** start of Selection **
Here is the basement shot:


----------



## freddypd (Oct 16, 2012)

I hear whistling. Is that because the liner wasn't sealed? Door gasket? Bad draft? It definitely seems loudest at the top vent.


----------



## mellow (Oct 16, 2012)

Is the fan on?


----------



## raybonz (Oct 16, 2012)

freddypd said:


> I hear whistling. Is that because the liner wasn't sealed? Door gasket? Bad draft? It definitely seems loudest at the top vent.


An air leak in the flue pipe will do that if there is a small leak. If that's the case it's nothing to worry about. Mine does that when I have a strong draft and while it can be prevented by some furnace cement at the joint it doesn't bother me so I leave it alone..

Ray


----------



## firebroad (Oct 16, 2012)

freddypd, that is exactly how mine was installed, right down to the top insulation and the in-box receptacle.  Hope you enjoy yours as much I love mine.  My oil company fired me because I didn't buy enough oil last year!


----------



## freddypd (Oct 17, 2012)

mellow said:


> Is the fan on?


With the fan off I get a whistling sound. Not sure if it is there with  the fan off, since the fan is kinda loud.

How important is it to seal the flue? Should I attempt it? Should I call the installer back?


----------



## raybonz (Oct 17, 2012)

freddypd said:


> With the fan off I get a whistling sound. Not sure if it is there with the fan off, since the fan is kinda loud.
> 
> How important is it to seal the flue? Should I attempt it? Should I call the installer back?


Fred when the chimney is hot it creates a pretty strong vacuum and any tiny leak will create the whistling sound. If you're really worried about this seal the pipe joints with furnace cement. Smoke will not enter your home because of the sound you're hearing..

Ray


----------



## etiger2007 (Oct 17, 2012)

Love the install, I too sealed up my appliance connector and ss liner with cement never an issue.   I think I will insulate the top portion of my liner before it gets too cold , how much of yours did he insulate?


----------



## PLAYS WITH FIRE (Oct 17, 2012)

You can do a smoke test with an incense stick or something. If you find a leak somewhere and you are not sure if you can seal it with furnace cement, post pix and they will tell you.
** end of Selection **
** start of Data provided **
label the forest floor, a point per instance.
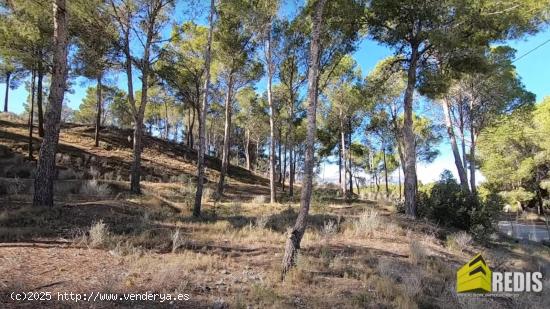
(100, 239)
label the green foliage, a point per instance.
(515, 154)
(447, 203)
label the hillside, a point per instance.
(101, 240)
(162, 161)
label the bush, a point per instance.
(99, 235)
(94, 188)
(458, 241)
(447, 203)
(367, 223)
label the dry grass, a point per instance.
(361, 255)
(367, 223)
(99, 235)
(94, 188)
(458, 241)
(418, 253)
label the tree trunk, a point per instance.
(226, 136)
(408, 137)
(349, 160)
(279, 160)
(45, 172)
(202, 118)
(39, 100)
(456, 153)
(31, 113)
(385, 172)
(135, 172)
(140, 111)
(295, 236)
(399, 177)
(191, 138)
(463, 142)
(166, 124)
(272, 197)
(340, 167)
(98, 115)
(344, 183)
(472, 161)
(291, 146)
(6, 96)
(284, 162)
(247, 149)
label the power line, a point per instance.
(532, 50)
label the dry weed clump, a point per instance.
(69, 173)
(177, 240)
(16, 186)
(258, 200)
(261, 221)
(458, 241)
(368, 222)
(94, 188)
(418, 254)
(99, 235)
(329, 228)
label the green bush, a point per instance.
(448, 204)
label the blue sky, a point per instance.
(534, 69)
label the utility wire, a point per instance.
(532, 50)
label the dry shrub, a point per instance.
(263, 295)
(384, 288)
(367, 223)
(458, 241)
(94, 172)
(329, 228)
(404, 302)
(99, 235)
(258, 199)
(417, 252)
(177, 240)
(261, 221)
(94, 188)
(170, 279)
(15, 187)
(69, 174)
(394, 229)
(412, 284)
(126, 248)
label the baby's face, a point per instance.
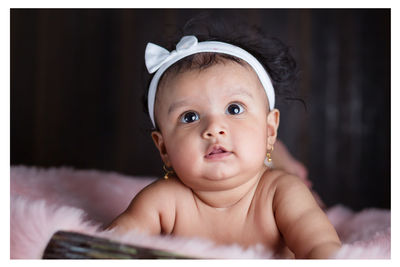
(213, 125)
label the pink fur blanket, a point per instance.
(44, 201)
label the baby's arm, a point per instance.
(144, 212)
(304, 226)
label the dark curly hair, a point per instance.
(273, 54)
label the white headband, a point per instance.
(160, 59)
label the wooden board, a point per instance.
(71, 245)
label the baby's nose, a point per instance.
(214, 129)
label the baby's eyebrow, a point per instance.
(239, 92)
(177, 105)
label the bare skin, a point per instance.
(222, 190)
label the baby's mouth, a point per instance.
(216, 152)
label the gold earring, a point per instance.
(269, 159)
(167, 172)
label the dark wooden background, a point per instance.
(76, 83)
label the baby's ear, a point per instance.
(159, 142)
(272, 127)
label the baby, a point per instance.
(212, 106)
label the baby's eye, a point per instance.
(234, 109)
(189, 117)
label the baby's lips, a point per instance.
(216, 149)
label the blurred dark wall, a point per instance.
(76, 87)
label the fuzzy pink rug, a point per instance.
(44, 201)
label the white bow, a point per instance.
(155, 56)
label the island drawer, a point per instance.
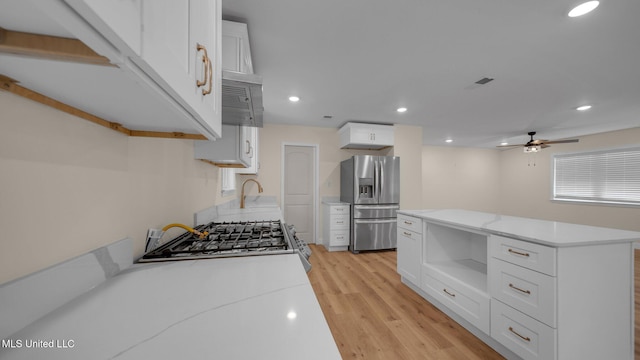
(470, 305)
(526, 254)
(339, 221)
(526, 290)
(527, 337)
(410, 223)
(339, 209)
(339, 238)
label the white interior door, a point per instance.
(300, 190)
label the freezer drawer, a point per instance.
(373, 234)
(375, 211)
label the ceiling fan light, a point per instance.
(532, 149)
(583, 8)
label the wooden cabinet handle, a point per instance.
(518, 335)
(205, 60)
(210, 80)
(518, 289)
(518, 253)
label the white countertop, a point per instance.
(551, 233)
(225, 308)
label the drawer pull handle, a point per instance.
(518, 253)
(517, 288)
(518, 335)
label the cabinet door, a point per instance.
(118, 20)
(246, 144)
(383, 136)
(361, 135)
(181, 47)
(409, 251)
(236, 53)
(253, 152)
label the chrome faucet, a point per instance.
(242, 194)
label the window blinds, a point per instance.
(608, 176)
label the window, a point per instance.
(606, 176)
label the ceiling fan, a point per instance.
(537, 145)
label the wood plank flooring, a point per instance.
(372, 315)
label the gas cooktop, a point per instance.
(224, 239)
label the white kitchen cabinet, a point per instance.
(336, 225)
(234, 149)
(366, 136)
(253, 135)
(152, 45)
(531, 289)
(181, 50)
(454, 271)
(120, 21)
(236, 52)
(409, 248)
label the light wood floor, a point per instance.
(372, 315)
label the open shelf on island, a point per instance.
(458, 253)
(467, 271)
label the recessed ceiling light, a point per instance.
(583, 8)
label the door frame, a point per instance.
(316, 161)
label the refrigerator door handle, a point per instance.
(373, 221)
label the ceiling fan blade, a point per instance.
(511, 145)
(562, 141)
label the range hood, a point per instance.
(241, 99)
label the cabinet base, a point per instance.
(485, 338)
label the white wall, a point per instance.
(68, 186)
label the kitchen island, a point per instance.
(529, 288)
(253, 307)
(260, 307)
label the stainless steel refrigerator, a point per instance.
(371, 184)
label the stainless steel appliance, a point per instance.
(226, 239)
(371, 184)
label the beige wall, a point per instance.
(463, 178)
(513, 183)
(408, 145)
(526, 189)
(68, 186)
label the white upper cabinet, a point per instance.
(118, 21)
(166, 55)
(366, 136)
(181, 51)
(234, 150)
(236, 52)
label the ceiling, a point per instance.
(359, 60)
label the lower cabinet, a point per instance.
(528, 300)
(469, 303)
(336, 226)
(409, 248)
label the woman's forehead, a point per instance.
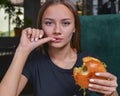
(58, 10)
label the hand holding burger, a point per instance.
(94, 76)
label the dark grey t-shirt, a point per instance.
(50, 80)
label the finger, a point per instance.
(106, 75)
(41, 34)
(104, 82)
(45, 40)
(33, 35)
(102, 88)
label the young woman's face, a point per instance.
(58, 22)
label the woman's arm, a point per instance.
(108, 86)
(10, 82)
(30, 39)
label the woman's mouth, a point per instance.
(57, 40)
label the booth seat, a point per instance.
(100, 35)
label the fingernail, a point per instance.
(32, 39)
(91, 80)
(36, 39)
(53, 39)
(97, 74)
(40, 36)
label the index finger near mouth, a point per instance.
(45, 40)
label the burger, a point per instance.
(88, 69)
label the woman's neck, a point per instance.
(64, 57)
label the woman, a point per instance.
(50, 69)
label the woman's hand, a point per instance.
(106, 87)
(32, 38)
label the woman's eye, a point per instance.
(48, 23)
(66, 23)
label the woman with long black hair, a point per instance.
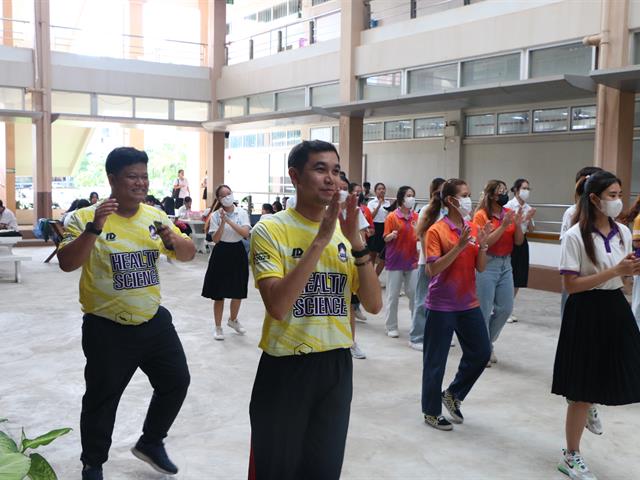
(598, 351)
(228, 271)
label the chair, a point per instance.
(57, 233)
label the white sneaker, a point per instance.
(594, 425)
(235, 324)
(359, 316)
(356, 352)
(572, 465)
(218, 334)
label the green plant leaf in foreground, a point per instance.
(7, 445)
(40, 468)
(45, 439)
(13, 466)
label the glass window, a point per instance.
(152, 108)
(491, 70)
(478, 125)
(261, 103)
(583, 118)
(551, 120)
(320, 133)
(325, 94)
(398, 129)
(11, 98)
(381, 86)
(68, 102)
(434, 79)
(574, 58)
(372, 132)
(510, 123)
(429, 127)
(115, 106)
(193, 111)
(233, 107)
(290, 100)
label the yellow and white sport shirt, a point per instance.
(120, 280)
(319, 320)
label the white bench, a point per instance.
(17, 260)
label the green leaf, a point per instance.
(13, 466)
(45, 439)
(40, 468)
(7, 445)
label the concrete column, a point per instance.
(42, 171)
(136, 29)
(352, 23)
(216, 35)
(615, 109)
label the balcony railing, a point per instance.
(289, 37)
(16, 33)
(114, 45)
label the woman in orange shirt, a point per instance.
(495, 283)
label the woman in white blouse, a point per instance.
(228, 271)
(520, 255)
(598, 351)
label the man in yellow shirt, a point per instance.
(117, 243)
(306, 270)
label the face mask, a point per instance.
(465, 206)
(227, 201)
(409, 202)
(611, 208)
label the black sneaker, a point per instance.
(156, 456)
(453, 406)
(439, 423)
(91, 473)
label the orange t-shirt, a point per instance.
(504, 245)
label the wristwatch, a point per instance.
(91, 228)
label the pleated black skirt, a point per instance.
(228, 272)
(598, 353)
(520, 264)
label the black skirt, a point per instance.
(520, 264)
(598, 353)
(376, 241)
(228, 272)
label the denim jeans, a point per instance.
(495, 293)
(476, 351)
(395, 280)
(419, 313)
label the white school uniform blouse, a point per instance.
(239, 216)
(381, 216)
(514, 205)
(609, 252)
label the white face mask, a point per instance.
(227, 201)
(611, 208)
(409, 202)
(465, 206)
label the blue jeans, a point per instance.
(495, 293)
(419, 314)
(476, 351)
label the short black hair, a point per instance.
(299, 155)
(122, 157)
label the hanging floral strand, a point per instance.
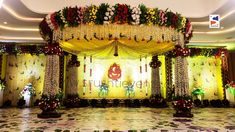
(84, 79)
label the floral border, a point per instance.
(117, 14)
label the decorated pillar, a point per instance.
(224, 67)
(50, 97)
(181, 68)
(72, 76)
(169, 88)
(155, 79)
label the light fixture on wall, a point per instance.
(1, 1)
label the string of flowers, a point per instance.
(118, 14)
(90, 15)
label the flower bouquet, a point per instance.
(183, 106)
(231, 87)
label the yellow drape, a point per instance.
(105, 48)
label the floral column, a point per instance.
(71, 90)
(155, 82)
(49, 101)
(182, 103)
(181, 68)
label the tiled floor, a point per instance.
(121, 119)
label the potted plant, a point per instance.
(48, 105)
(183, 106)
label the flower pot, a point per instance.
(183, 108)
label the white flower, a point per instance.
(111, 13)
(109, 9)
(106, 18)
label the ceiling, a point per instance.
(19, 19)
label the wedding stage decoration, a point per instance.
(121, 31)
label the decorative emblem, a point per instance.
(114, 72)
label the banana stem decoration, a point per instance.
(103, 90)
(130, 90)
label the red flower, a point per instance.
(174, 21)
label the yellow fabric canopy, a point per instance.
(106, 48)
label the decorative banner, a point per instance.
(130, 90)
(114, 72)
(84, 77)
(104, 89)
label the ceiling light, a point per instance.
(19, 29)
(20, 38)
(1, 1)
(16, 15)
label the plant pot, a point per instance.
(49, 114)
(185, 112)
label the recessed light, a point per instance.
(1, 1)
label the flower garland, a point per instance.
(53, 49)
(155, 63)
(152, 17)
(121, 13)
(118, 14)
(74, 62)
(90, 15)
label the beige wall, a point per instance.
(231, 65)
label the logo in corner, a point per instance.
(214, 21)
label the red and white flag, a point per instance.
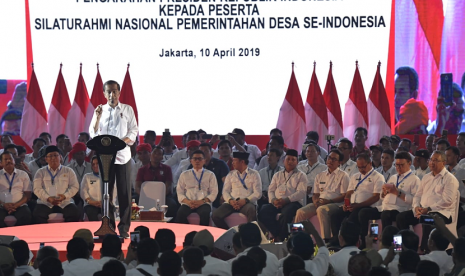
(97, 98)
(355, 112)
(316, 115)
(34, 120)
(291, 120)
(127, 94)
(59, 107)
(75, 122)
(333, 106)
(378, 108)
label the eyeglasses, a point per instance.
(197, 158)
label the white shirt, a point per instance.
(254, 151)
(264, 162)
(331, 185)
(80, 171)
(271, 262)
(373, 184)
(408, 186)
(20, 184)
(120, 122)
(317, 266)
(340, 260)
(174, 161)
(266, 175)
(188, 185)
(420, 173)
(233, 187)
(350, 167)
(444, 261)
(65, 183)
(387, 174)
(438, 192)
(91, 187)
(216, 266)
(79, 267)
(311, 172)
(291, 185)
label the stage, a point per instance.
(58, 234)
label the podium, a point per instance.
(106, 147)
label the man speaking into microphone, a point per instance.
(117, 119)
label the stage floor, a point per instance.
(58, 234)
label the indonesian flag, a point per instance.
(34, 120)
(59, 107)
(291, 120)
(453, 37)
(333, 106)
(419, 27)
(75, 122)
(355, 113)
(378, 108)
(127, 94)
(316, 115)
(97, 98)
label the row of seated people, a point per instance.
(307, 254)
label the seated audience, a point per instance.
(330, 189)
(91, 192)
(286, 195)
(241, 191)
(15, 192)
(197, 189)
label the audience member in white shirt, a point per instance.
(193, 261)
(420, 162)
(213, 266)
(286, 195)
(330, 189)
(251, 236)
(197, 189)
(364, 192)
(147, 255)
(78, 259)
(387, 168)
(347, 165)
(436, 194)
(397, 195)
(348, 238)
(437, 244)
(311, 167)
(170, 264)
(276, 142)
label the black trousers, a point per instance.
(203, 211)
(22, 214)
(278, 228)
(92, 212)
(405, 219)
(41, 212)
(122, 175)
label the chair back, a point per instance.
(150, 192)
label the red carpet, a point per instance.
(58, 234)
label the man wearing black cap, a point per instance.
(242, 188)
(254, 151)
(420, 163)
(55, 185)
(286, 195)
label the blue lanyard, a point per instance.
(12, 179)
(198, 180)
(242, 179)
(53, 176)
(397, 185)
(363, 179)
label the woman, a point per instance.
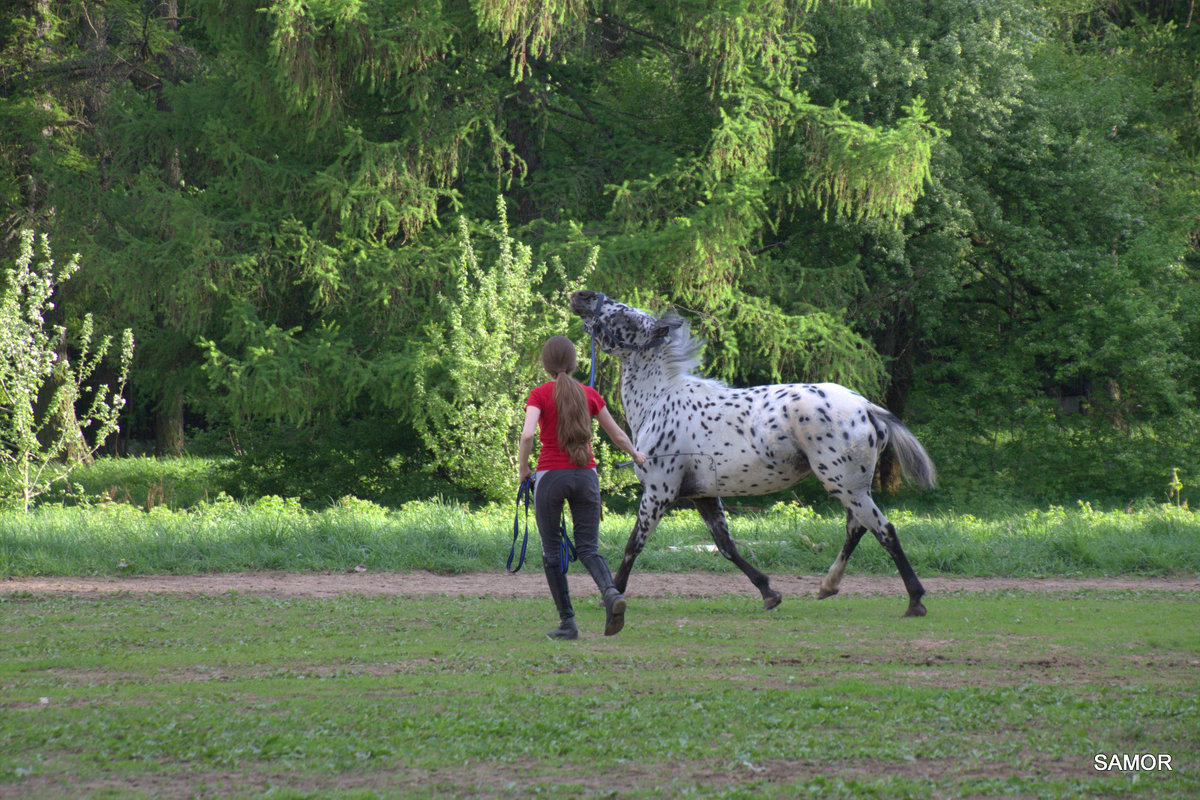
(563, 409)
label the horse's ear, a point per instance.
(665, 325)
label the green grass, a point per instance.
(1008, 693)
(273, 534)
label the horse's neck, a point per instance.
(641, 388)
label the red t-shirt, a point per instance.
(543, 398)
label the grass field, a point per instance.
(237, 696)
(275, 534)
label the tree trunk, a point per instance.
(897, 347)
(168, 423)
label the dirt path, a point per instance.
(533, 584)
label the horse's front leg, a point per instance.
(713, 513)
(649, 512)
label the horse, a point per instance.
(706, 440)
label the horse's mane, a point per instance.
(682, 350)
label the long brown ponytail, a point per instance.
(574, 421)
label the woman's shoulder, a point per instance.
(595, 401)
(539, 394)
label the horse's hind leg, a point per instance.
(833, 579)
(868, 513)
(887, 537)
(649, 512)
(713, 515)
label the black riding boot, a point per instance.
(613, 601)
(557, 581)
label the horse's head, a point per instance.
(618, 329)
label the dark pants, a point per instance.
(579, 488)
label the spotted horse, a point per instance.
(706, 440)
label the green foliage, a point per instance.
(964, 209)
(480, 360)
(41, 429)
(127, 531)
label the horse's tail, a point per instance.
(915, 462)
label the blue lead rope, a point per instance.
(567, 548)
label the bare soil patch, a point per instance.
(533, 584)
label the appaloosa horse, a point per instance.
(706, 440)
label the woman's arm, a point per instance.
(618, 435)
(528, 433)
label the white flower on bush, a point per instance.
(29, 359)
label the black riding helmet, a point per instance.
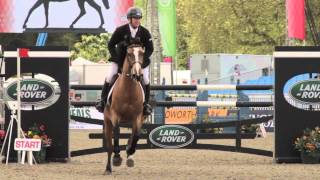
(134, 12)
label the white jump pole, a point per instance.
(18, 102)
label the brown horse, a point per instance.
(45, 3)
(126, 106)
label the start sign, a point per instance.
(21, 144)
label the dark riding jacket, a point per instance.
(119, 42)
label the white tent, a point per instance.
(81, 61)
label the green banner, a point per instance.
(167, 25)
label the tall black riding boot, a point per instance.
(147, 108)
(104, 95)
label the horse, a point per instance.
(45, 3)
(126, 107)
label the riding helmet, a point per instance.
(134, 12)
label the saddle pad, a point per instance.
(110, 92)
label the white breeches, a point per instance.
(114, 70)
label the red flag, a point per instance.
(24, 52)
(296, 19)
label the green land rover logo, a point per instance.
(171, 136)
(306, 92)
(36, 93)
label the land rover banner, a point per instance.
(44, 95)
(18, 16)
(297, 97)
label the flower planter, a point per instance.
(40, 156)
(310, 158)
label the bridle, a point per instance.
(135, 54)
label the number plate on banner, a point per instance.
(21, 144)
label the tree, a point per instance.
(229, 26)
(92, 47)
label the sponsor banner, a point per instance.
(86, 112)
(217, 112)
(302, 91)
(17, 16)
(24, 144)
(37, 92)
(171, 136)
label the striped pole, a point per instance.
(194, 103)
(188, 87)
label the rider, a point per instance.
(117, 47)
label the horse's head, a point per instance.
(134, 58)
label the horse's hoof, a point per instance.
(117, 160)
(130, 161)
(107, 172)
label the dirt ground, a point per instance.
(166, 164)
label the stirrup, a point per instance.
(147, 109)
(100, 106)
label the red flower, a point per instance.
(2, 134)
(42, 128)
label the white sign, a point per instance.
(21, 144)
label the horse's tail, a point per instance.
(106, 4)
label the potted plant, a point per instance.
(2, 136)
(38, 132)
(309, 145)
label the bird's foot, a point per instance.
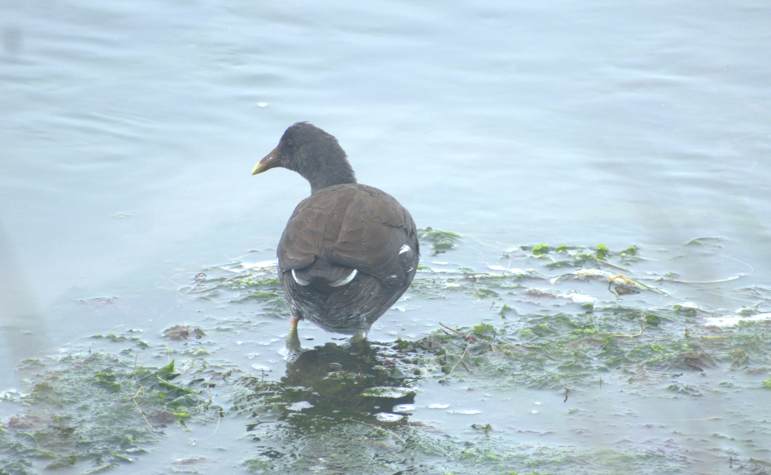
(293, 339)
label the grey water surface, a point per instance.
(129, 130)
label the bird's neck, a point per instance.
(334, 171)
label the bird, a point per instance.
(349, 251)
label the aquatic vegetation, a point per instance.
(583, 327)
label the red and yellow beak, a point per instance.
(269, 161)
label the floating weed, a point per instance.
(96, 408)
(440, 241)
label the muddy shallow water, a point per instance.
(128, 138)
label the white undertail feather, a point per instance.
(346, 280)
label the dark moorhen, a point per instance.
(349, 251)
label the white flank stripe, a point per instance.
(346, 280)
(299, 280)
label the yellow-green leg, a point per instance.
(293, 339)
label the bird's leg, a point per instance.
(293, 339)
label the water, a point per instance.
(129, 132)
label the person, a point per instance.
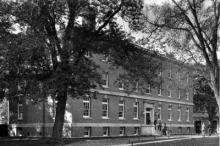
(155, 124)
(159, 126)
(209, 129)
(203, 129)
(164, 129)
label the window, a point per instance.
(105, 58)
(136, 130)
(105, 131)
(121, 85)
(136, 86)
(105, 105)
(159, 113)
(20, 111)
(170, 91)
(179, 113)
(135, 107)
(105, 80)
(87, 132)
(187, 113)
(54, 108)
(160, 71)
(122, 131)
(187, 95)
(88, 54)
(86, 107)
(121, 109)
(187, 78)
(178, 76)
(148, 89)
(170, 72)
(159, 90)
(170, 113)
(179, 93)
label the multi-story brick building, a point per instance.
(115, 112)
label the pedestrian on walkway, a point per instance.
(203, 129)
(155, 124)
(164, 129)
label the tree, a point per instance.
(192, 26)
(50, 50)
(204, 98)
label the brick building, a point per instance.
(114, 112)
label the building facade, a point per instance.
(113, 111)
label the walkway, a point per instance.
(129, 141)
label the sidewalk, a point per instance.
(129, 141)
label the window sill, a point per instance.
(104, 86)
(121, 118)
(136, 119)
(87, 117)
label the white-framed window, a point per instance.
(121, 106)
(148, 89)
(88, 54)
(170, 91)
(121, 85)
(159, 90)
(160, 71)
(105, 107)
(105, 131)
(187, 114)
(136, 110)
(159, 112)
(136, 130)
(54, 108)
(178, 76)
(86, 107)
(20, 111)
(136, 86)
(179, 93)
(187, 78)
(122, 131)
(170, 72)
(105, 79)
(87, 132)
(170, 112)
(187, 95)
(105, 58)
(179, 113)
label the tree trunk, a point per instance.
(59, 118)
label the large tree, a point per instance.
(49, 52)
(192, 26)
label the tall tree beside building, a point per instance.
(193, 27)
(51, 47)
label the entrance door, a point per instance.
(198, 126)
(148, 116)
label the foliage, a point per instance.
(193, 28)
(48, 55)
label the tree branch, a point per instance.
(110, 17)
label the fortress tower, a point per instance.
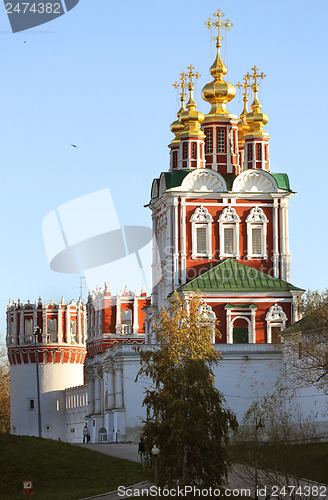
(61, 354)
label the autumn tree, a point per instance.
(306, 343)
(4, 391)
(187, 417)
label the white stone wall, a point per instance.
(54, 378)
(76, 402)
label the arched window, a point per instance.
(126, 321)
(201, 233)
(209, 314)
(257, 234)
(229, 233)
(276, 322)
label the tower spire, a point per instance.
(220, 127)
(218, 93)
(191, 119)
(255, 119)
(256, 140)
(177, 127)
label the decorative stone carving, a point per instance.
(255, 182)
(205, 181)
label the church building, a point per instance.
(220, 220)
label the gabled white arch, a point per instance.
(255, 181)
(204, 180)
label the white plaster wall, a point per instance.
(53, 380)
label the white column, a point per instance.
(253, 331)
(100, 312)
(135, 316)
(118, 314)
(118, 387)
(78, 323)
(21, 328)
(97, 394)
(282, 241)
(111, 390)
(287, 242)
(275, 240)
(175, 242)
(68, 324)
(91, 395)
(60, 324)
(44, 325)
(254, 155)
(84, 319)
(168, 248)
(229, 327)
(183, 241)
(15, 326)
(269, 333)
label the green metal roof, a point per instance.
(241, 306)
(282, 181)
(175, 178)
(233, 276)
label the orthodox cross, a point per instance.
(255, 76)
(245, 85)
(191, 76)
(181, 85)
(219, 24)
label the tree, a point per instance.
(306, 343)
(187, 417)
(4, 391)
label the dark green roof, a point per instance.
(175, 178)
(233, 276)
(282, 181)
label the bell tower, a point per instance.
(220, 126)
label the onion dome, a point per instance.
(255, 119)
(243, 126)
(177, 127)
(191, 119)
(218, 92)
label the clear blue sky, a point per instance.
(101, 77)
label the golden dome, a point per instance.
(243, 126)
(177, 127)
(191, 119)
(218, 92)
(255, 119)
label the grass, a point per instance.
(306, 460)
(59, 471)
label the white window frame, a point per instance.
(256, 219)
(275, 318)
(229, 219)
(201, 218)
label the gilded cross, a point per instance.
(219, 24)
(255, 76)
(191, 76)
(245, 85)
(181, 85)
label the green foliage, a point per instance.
** end of Data provided **
▶ Problem set
A. Transcribe the part of the whistling flue thread from "Fred when the" to "sound you're hearing..".
B. Write the next part of the whistling flue thread, picking up after its final post.
The items were taken from a different source than the thread.

▶ Results of the exercise
A.
Fred when the chimney is hot it creates a pretty strong vacuum and any tiny leak will create the whistling sound. If you're really worried about this seal the pipe joints with furnace cement. Smoke will not enter your home because of the sound you're hearing..

B.
----------



## corey21 (Oct 17, 2012)

Nice work.


----------



## Billybonfire (Oct 17, 2012)

freddypd said:


> I hear whistling. Is that because the liner wasn't sealed? Door gasket? Bad draft? It definitely seems loudest at the top vent.


 
Hi Freddy, thought I would comment as my stove makes a slight whistling sound because it has a strong draft, yours may be similar thing.
Does it whistle when you close the air down ?.
I find it quite useful and use the whistle as an indicator when fully up to temp, closing the air down till whistle is just gone, find this is best setting for those lazy flames 

Great looking fire you got there.

Billy.


----------



## raybonz (Oct 17, 2012)

Yup Bill pretty much what I was attempting to convey here.. I guess when you're new to wood burning you have the fear of the unknown?

Ray


----------



## Puffins (Oct 17, 2012)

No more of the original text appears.